> _Records_:
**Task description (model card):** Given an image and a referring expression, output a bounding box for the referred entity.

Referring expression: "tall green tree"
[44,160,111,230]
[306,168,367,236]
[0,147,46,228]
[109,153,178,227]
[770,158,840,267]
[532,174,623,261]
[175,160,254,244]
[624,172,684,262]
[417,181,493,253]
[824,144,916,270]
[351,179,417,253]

> _Set task_: Can you arrange the records above as a Markdown table with the columns Row and Line, numbering each non-blank line and leaving blank lines out?

> _Completed task_:
| Row | Line |
|---|---|
| 1 | **Task description (model card):** Given an image and a referring expression, output a bounding box for the referred entity. |
| 2 | Referring expression: "tall green tree" |
| 3 | [44,160,111,230] |
| 4 | [306,168,367,236] |
| 5 | [0,147,46,228] |
| 6 | [109,153,178,227] |
| 7 | [770,158,840,267] |
| 8 | [532,174,623,261] |
| 9 | [175,160,254,244] |
| 10 | [624,172,684,262] |
| 11 | [417,181,493,253] |
| 12 | [824,144,916,270] |
| 13 | [351,179,417,253] |